◆ EXERCISE PROMPT: For the entries below, say how many lines include the word "lawn" and add nothing else.

◆ RAW DATA:
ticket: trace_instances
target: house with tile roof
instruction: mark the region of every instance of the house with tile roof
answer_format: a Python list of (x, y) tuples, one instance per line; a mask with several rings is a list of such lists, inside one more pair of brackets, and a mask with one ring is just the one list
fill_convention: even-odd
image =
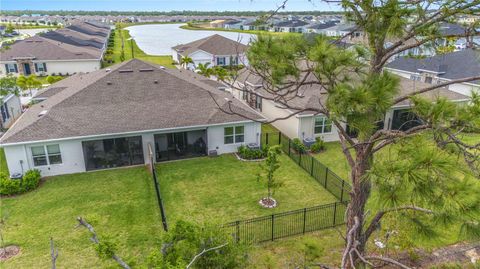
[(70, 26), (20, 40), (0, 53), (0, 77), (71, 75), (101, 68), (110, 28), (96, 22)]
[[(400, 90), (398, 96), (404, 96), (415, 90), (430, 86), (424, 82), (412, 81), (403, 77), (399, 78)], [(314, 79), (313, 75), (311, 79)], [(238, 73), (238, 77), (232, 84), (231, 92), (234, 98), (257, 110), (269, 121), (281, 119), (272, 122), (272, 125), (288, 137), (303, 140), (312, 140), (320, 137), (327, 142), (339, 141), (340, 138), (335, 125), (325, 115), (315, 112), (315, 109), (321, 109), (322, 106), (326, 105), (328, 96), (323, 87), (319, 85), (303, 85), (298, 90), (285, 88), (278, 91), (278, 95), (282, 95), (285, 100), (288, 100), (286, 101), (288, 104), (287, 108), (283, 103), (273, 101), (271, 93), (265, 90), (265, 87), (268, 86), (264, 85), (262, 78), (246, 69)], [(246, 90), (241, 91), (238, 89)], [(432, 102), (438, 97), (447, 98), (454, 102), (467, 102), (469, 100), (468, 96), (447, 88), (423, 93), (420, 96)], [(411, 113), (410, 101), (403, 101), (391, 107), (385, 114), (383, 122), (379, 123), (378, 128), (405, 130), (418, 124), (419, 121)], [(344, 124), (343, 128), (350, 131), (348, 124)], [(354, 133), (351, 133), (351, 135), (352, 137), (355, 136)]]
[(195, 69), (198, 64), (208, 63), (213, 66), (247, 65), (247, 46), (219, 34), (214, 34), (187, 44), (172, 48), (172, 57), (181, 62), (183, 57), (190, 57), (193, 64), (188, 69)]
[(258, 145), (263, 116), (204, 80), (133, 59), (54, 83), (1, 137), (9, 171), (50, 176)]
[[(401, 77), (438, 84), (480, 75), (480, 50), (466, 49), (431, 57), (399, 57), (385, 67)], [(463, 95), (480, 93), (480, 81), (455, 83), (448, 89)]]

* * *

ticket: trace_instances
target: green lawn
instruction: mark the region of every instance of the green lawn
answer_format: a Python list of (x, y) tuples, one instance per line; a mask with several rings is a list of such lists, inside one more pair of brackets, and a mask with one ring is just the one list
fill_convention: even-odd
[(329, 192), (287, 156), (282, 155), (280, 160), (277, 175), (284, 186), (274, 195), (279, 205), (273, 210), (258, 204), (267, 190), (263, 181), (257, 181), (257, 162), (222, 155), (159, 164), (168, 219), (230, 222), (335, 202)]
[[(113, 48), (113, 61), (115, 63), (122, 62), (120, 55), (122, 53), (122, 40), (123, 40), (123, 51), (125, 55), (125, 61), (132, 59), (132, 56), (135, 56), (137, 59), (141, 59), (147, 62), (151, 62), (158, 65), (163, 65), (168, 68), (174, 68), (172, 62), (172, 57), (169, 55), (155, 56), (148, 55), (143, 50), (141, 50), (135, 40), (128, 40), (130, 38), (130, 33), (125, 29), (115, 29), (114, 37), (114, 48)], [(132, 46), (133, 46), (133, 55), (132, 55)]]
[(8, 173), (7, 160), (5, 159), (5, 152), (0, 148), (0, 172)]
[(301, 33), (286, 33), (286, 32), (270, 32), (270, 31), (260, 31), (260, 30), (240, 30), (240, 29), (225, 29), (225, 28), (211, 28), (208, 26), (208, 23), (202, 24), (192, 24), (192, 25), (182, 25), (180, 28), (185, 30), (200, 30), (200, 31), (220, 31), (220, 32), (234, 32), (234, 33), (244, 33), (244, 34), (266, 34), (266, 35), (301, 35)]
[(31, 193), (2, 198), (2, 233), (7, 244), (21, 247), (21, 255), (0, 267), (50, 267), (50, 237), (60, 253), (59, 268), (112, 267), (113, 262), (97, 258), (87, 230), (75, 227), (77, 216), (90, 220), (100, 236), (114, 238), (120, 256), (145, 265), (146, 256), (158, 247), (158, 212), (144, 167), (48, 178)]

◆ TASK RESULT: 2